Brontekst –
Daarnaast grondt [eisers] zijn vordering op onrechtmatige daad. Hermes Vastgoed c.s. heeft onrechtmatig jegens hem gehandeld door inbreuk te maken op zijn fundamentele (grond)rechten om zienswijzen kenbaar te maken tegen het ontwerpbestemmingsplan “ [adres 1] , te [plaats 1] ”. Hermes Vastgoed c.s. heeft belemmerd dat hij van deze rechten gebruik kon maken. Hermes Vastgoed c.s. heeft zich ook schuldig gemaakt aan misleiding en bedrog. Zij heeft opzettelijk onjuiste mededelingen gedaan, opzettelijk feiten verzwegen en zichzelf wederrechtelijk bevoordeeld. Verder heeft Hermes Vastgoed c.s. in strijd gehandeld en/of nagelaten met wat volgens ongeschreven recht in het maatschappelijk verkeer betaamt, aldus [eisers] .
3.3.
Hermes Vastgoed c.s. voert verweer. Primair stelt Hermes Vastgoed c.s. dat [eisers] bij zijn vorderingen geen belang heeft in de zin van artikel 3:303 van het Burgerlijk Wetboek (BW). Bij instandhouding van de voorheen geldende bedrijfsbestemming op het perceel [adres 1] was het risico op verstoring van zijn uitzicht namelijk aanmerkelijk groter dan bij het huidige bouwplan. Subsidiair betwist Hermes Vastgoed c.s. dat met [eisers] is afgesproken geen woning(en) te bouwen die het uitzicht vanuit zijn woning belemmeren. [gedaagde 2] heeft als bestuurder van Hermes Vastgoed het bouwplan voorafgaand aan de bouwaanvraag in het kader van de bestuurlijke participatie met de direct omwonenden (onder wie [eisers] ) gedeeld en er is informatie gewisseld over de bestuursrechtelijke procedure, niet meer en niet minder. Van onrechtmatig handelen is evenmin sprake, aldus Hermes Vastgoed c.s..
3.4.
Op de stellingen van partijen wordt hierna, voor zover van belang, nader ingegaan.

4.De beoordeling

4.1.
De achtergrond van het door [eisers] gevorderde bouwverbod is dat in het definitieve bestemmingsplan het noordelijke bouwvlak op het perceel [adres 1] 90 graden is gedraaid. Deze gewijzigde situering ten opzichte van het ontwerpbestemmingsplan leidt volgens [eisers] tot een aantasting van zijn uitzicht, omdat hij vanuit zijn woonkeuken direct op de nieuw te bouwen woning zal uitkijken in plaats van naar het open polderlandschap en de verderop gelegen stolpboerderij aan de dijk.
4.2.

Aangeleverde regels –
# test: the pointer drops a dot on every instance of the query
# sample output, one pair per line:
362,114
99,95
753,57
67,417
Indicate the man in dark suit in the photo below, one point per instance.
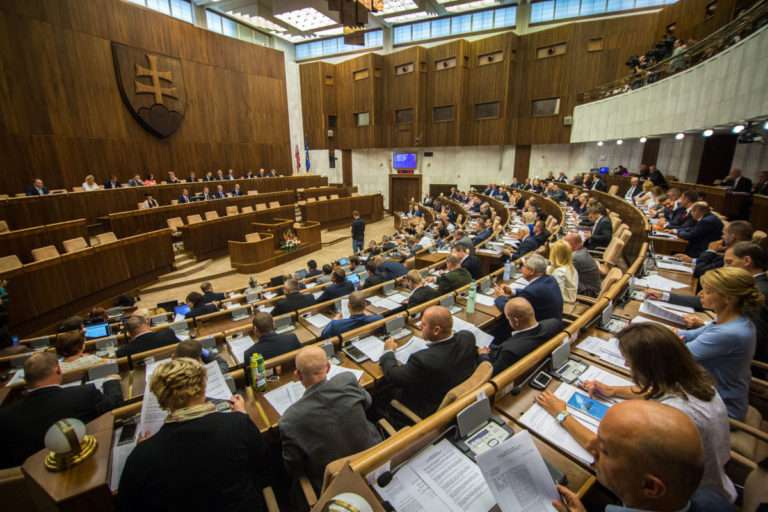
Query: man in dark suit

Opdracht –
Noem alstublieft alle verschillende geanonimiseerde aanduidingen tussen vierkante haken die in de brontekst voorkomen, elk één keer.

Uitwerking –
- [eisers]
- [adres 1]
- [plaats 1]
- [gedaagde 2]